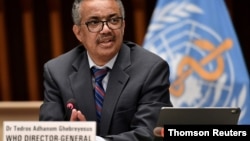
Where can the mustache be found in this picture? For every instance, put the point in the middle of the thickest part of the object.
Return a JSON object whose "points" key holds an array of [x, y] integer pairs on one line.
{"points": [[104, 38]]}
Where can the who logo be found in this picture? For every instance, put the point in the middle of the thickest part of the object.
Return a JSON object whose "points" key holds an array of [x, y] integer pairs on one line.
{"points": [[200, 56]]}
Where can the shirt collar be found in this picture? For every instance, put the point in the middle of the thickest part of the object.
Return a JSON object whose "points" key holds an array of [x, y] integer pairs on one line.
{"points": [[110, 64]]}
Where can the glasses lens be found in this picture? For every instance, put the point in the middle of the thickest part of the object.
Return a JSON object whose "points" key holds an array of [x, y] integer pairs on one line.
{"points": [[97, 26], [115, 23]]}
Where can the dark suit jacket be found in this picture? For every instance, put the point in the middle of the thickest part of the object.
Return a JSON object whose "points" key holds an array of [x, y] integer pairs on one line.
{"points": [[138, 87]]}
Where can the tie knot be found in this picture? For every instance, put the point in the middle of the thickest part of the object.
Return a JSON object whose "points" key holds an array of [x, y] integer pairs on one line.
{"points": [[99, 74]]}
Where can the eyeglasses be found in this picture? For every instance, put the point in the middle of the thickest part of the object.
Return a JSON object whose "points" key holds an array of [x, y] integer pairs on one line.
{"points": [[97, 26]]}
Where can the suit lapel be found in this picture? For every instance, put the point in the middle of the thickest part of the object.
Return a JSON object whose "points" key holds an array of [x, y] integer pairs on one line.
{"points": [[117, 81], [81, 83]]}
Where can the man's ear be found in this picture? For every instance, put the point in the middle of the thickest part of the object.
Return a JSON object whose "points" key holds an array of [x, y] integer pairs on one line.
{"points": [[76, 29]]}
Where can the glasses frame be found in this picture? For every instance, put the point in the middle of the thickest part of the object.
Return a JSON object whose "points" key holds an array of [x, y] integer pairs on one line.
{"points": [[107, 22]]}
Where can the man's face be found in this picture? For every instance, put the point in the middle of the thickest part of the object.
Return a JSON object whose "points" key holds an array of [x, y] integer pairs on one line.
{"points": [[102, 45]]}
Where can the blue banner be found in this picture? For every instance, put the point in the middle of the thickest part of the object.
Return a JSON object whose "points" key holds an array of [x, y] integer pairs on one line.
{"points": [[197, 39]]}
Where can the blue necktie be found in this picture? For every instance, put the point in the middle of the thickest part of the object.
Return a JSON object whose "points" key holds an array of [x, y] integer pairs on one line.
{"points": [[99, 91]]}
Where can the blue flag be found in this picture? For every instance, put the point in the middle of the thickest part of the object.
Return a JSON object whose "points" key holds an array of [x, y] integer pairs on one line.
{"points": [[197, 39]]}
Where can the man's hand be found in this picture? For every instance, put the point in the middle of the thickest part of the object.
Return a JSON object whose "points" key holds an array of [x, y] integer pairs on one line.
{"points": [[77, 116]]}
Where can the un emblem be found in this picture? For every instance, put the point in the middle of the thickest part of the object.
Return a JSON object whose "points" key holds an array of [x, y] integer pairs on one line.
{"points": [[202, 70]]}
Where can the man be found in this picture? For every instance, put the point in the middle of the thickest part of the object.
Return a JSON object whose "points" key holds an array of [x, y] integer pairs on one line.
{"points": [[135, 87]]}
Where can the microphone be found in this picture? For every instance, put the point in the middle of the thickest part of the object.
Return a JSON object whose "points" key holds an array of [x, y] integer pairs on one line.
{"points": [[159, 131], [71, 104]]}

# [What you will do]
Extract the text of all the records above verbatim, excluding pictures.

# [Solution for this problem]
Where can the mustache be found in this picture? For every instance, put the point in the middle of the thickest part of the object.
Return a JSON object whose "points" key holds an array of [x, y] integer pairs on one line.
{"points": [[104, 38]]}
Where can the who logo be found in this picture? For every instance, put the point in the middle of the thickest part of the object.
Return a JSON object whose "points" key holds an array of [x, y] integer pairs on one line.
{"points": [[200, 56]]}
Where can the shirt collar be found in this picture? For every instance, put the point in the middle of the thickest part of the object.
Return a JSON object whose "points" key holds an array of [x, y] integer pairs on one line.
{"points": [[110, 64]]}
Where can the glasses lens be found in this picture? For every instance, put the point in the middle of the thickest part of the object.
Return a JSON object whose "points" key holds an array of [x, y] integer pairs on one line.
{"points": [[97, 26], [115, 23]]}
Where can the dark suit jacket be found in this picture? For every instance, put the point in the middle of the thickest part of the object.
Return a JSON object whose "points" key holds an array of [x, y] integer pairs on one line.
{"points": [[138, 87]]}
Where can the tie knot be found in this picture? For every instance, put the point in the middle of the thickest part of the object.
Return a JSON object whose "points" key holds an array of [x, y] integer pairs on one line.
{"points": [[99, 74]]}
Where can the eyeglasses be found in this picture? For every instance, put the point in the middle of the thickest part of the object.
Return a JSON object whose "points" key holds an array of [x, y] integer pairs on one line.
{"points": [[97, 26]]}
Where can the suit lapel be found in this picture? For every instance, put the point in the middle of the thickest part of the object.
Return a JSON object whose "points" key holds an array of [x, y] integer pairs on one line.
{"points": [[117, 81], [81, 83]]}
Where can the man's ear be found in this picture? For every instance, put the point in the middle of the thickest part of the object.
Return a JSON object whose "points" key holds an array of [x, y] integer pairs on one line.
{"points": [[76, 29]]}
Where can the glasses frame be found in this picture? For every instance, put the point in the middle of the thickest part of the object.
Return a JSON object whose "points" key holds an array of [x, y] integer pairs on one line.
{"points": [[107, 22]]}
Where can the man's face be found in this picture? For every instance, put the point in the middle of the thickest part of the object.
Return a JSON object whose "points" key holds an array of [x, y] integer pairs on one line.
{"points": [[102, 45]]}
Where can the blue banner be found in this picture? For every instance, put the point in the middle of the thickest part of the object.
Return a JSON object whose "points" key holds an array of [x, y] integer pairs on one line.
{"points": [[197, 39]]}
Where can the blue necktie be found in this picture? For every instance, put the point in the middle of the thickest part of the object.
Return a JSON object whose "points" key holds an array of [x, y] integer pairs on one line.
{"points": [[99, 91]]}
Where can the blue flag be found in this picture? For every instance, put the point in the middle of the thickest part of the object.
Return a JSON object whose "points" key holds an array of [x, y] integer pairs on one line.
{"points": [[197, 39]]}
Where can the man's hand be found in this picture? For every instance, put the point in the middle of the thickest part of the object.
Return a JSON object whose "points" key holds an array of [x, y] integer pairs on one line.
{"points": [[77, 116]]}
Where can the un emblem be found in this picture? For every instance, put the point in the middle of the thickest part of the object.
Return a JSON object whose "points" key holds an array of [x, y] integer pairs on one line.
{"points": [[202, 70]]}
Where can the man be found in this picture? For every instance, put the point in the middle of the thickest part of the object.
Return a JSON object whose "points" key holds an array of [x, y] integer pairs on one line.
{"points": [[135, 87]]}
Where can the microphone be found in this picture? For every instance, put the point in the middle of the thickest part of the object.
Return a JSON object whose "points" key holds an array of [x, y] integer pairs on one line.
{"points": [[159, 131], [71, 104]]}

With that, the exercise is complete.